Your task = Rewrite the records below, substituting "parentheses" for every "square brackets" and leaving everything else unchanged.

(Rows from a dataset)
----
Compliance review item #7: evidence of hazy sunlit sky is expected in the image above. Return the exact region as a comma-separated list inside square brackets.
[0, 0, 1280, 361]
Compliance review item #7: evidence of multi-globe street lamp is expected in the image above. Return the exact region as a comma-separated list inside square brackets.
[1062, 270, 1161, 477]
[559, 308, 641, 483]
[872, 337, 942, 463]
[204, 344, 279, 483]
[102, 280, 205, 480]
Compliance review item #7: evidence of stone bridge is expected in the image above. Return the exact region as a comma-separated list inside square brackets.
----
Written response =
Compliance review item #7: evidence of hazy sunlit sky is expected in the image above. Return the exact region as a comma-separated list inside parentheses.
[0, 0, 1280, 361]
Compliance review item #7: evidence of multi-globe street lamp is expected in the image above. Return the exact region as a comma-separated list inside parentheses.
[1062, 270, 1161, 477]
[559, 308, 641, 483]
[872, 337, 942, 463]
[204, 344, 279, 483]
[102, 280, 205, 480]
Compliance review item #7: evidence of stone bridge is expected in the image above. Return the exact region as a comma-separated list inside parentheses.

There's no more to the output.